Segment Start: Page extract

In January 2016, the CSBJ reported that wells supplying water to 80,000 residents of Fountain, Widefield and Security were contaminated with highly toxic long-chain perfluorinated substances.

Thanks to actions by water providers, the Colorado Department of Health and Environment, the U.S. Air Force, the Environmental Protection Agency and Colorado Springs Utilities, the wells were eventually shut down and replaced with uncontaminated water from the Southern Delivery System. The Air Force is paying for homes with private wells to be equipped with filters.

The contaminants had migrated into groundwater in the Fountain Valley from foam used in firefighting exercises at Peterson Air Force Base.

Even in minute quantities, PFAs can be dangerous, scientists say.

“Fluorinated chemicals are used to give water-repellant, stain-resistant and non-stick properties to consumer products such as furniture, carpets, outdoor gear, clothing, cosmetics, cookware and even food packaging materials,” said the Green Policy Institute. “The most studied of these substances has been linked to kidney and testicular cancer, elevated cholesterol, decreased fertility, thyroid problems and changes in hormone functioning in adults, as well as adverse developmental effects and decreased immune response in children.”

But despite the risks associated with per- and polyfluorinated substances, they are still widely used in commercial and industrial applications — something these scientists believe should end.

“We should question putting any fluorinated materials into contact with food,” said Dr. Arlene Blum of the University of California Berkeley and the Green Science Policy Institute, an author of the study. “Given the potential for harm, we must ask if the convenience of water and grease resistance is worth risking our health.”

Other authors said they were surprised to find the chemicals so widely used.

“I was very surprised to find these chemicals in food contact materials from so many of the samples we tested,” said Graham Peaslee, an University of Notre Dame physicist who developed a technique for rapidly screening materials for the presence of fluorinated chemicals. “These chemicals are persistent and some bioaccumulate in the body, and there are safer non-fluorinated alternatives available.”

Segment End: Page extract

Tasks:
**a)** Could you copy, word for word, the part of the article on fluorinated chemical contamination that opens with the words containing "In January 2016, the" and closes with "equipped with filters."?
**b)** What would come next in the article on fluorinated chemical contamination? Continue it from its last sentence.

Segment Start: Data extracts

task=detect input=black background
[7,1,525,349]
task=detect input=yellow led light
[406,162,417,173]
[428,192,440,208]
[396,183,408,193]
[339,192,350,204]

Segment End: Data extracts

Answer section:
**a)**
In January 2016, the CSBJ reported that wells supplying water to 80,000 residents of Fountain, Widefield and Security were contaminated with highly toxic long-chain perfluorinated substances.

Thanks to actions by water providers, the Colorado Department of Health and Environment, the U.S. Air Force, the Environmental Protection Agency and Colorado Springs Utilities, the wells were eventually shut down and replaced with uncontaminated water from the Southern Delivery System. The Air Force is paying for homes with private wells to be equipped with filters.

**b)**
And in the press release, other authors say its time to end the use of the chemicals in fast-food packaging.

“We don’t want to drink these chemicals in our water, nor do we want to eat them in our food,” said lead author Laurel Schaider of Silent Spring Institute. “The use of fluorinated chemicals in fast food packaging is of great concern since millions of Americans, including children, eat fast food every day.”

Some countries, like Denmark, have already ended use of the chemicals for packaging.

“At the Danish Coop [Denmark’s largest retailer], due to concerns about health, these chemicals were phased out from food packaging and textiles in 2015,” said another study co-author Philippe Grandjean, a professor at the Harvard T.H. Chan School of Public Health. “It’s time for the U.S. to consider following the Danish lead.”

The scientists said the most harmful chemicals aren’t used, but many chemicals related to them still are widespread in American products.

“Although several fluorinated chemicals found to be harmful are no longer used, dozens of related ‘chemical cousins’ are replacing them,” explains Tom Bruton of UC Berkeley and the Green Science Policy Institute. “Like the older substances, these new fluorinated compounds do not break down in the environment and may be similarly toxic.”

Blum and Grandjean were among the signatories of the “Madrid Statement,” a manifesto signed by hundreds of scientists worldwide calling for the complete phase-out of long-chain PFAs in manufacturing worldwide.

Will the United States follow Denmark’s lead and ban the use of such substances?

The Colorado Department of Health and the Environment and the Environmental Protection Agency did not return phone calls prior to the release of the study.